- _Parts of the exercise_
(1) Translate this sentence from the passage on the legal function and risk management into Spanish: "How can we measure an amorphous concept like diminution?"
(2) Use the passage on the legal function and risk management to answer these questions:
(a) How many risk management conditions were summarized in the preceding section?
(b) Among whom is the decline of the legal function a current topic of conversation?
(c) What does the author hope the article will foster?

- _Extracted text_
|---|

In the preceding section, I summarized seven risk management conditions that might be causing a diminution in the role performed by the legal function.  Is it actually happening?  I try to answer that question in this section. 

Turning to one of the tools used in the discipline of risk management, we need to confront a measurement problem.  How can we measure an amorphous concept like diminution?  Without spending much time on the question, the short answer is we have no quantitative measure of the power and effect within financial institutions of the legal function.[43]  We have identified the risk of diminution, but we have no good quantitative measure of whether it is actually occurring.

Is there qualitative or anecdotal evidence that the power and effect of the legal function is in decline?  I believe that there is evidence this is happening, but it is very early in the process to be drawing firm conclusions.  This is a current topic of conversation among senior internal lawyers within financial institutions.  The degree of concern varies from person to person and from institution to institution, but the topic is often front of mind.  There is also considerable interest among legal and compliance professionals in defining roles and responsibilities, largely driven by concerns about who does what, but especially influenced by structure wherever compliance reports to risk. 

For purposes of this article, my personal perspective is the legal function has, in fact, been diminished by the ascendancy of the risk management function.  I have a sense that this has started to occur, and I hope this article will foster vigorous discussion of that question by the banking bar.

One can also ask, if the legal function has started to decline, how far has it declined?   

Assuming that my perspective of decline is accurate, and further assuming that some impairment has already occurred, can we reverse the trend and repair the damage?  I think the answer is yes.  

V. Taking Affirmative Actions to Reverse the Decline and Repair the Damage

If a conclusion is reached that the legal function in financial institutions is being diminished and that this is a negative trend that needs correction, what remedial actions are needed?  If I have correctly identified the conditions that are causing the diminution, then the future remedial action becomes clear.  We need to focus on the seven conditions that are working in concert to diminish legal.

|---|

Location annotation dataset excerpts

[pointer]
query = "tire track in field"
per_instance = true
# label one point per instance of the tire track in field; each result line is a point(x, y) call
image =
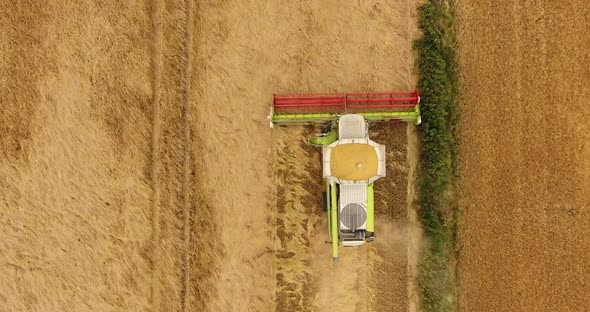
point(186, 205)
point(155, 149)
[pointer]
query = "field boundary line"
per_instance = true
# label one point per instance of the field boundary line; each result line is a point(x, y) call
point(156, 9)
point(188, 214)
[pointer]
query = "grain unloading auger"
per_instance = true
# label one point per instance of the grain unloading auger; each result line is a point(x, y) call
point(351, 161)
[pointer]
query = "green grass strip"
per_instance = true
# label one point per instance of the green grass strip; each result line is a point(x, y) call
point(439, 89)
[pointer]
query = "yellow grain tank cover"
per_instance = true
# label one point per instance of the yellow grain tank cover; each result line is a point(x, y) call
point(353, 162)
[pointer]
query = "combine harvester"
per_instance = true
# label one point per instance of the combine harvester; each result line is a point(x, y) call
point(351, 161)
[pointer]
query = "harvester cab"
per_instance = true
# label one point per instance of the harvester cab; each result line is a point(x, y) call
point(351, 161)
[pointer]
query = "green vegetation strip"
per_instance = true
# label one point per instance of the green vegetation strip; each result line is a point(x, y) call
point(438, 169)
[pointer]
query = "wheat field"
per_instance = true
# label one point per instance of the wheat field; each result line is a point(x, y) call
point(138, 171)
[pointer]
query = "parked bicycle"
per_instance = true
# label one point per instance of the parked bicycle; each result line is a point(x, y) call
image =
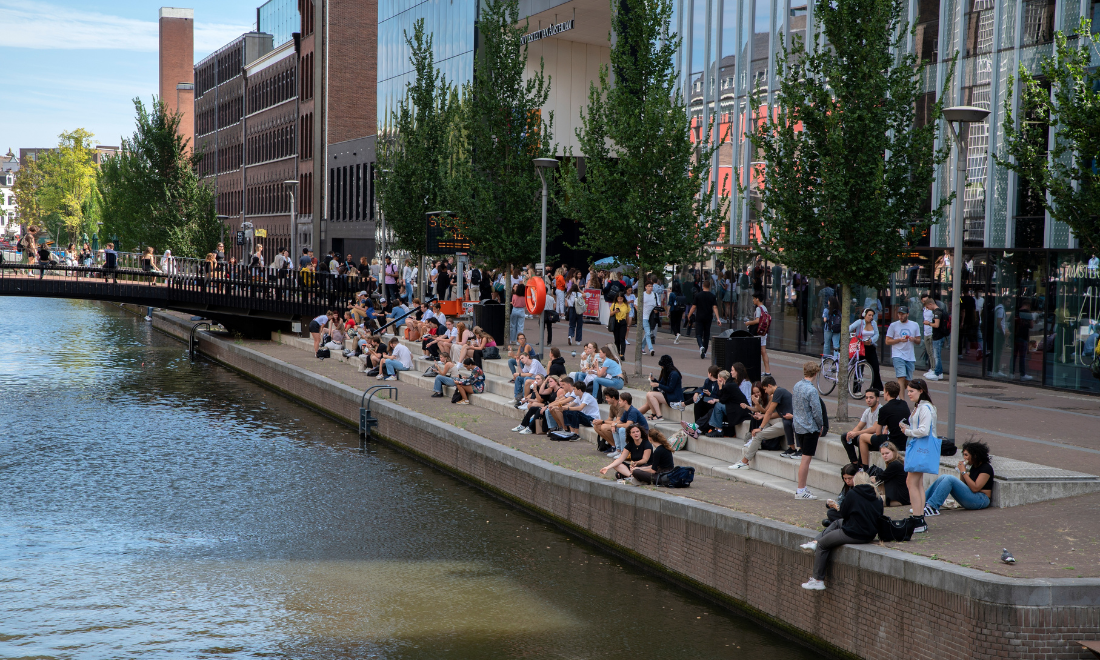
point(859, 375)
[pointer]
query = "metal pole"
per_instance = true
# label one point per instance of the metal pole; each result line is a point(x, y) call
point(956, 279)
point(542, 257)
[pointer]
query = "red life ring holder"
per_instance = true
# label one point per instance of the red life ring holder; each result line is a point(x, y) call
point(536, 296)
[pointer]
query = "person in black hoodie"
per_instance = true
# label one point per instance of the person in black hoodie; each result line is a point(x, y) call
point(893, 477)
point(859, 514)
point(729, 406)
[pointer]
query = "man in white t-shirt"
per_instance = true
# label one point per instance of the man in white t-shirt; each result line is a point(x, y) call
point(582, 411)
point(402, 360)
point(901, 337)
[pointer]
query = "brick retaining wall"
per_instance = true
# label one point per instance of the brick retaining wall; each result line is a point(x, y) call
point(880, 603)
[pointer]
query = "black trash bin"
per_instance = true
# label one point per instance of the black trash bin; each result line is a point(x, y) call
point(737, 345)
point(490, 317)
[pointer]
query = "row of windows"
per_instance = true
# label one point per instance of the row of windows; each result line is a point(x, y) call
point(229, 202)
point(268, 198)
point(306, 9)
point(307, 77)
point(229, 158)
point(306, 136)
point(222, 66)
point(350, 194)
point(272, 90)
point(306, 194)
point(272, 144)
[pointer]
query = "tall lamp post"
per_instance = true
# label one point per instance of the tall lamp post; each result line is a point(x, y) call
point(541, 164)
point(963, 114)
point(292, 187)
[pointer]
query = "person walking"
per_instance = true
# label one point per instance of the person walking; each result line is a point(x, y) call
point(809, 420)
point(901, 337)
point(704, 309)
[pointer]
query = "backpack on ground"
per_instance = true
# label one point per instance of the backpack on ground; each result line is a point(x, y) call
point(765, 323)
point(895, 530)
point(678, 477)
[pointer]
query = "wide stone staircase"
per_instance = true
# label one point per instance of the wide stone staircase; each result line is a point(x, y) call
point(1015, 483)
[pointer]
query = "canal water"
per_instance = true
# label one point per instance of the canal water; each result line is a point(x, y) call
point(153, 507)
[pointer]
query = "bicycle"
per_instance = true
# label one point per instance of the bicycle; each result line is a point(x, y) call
point(859, 375)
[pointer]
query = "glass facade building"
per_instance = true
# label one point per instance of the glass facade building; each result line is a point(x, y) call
point(279, 19)
point(450, 24)
point(1030, 297)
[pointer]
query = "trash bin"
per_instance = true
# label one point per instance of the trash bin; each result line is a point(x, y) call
point(737, 345)
point(490, 317)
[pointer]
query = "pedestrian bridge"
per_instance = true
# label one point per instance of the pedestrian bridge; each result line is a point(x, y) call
point(251, 301)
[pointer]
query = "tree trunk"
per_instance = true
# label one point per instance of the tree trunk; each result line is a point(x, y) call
point(638, 303)
point(842, 376)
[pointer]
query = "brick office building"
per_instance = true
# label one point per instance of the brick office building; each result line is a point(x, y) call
point(277, 105)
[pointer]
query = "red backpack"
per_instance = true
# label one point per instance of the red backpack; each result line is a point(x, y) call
point(765, 322)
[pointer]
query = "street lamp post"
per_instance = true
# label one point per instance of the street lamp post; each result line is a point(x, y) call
point(541, 164)
point(963, 114)
point(292, 187)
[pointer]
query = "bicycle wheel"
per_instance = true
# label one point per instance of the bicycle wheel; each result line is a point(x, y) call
point(826, 377)
point(859, 380)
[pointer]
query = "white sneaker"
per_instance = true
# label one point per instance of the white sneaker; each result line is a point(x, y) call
point(814, 585)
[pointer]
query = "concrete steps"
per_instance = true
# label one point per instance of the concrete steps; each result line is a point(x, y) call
point(1016, 482)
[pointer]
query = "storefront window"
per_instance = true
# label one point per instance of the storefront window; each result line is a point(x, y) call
point(1070, 348)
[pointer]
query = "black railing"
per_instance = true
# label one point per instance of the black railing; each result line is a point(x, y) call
point(227, 288)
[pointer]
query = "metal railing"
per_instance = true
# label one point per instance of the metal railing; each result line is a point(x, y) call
point(229, 288)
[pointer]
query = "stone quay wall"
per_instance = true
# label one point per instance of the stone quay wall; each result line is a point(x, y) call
point(880, 603)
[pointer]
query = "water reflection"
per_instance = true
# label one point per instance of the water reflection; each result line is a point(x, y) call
point(152, 507)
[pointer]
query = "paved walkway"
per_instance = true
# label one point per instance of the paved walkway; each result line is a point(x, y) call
point(1052, 539)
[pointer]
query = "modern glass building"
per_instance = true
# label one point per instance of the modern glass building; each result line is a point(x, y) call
point(279, 19)
point(450, 23)
point(1031, 298)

|---|

- _Task-by-task results_
(1) ¿Cómo podemos medir un concepto amorfo como la disminución?

(2)
(a) Seven.
(b) Senior internal lawyers within financial institutions.
(c) Vigorous discussion by the banking bar of whether the legal function has been diminished.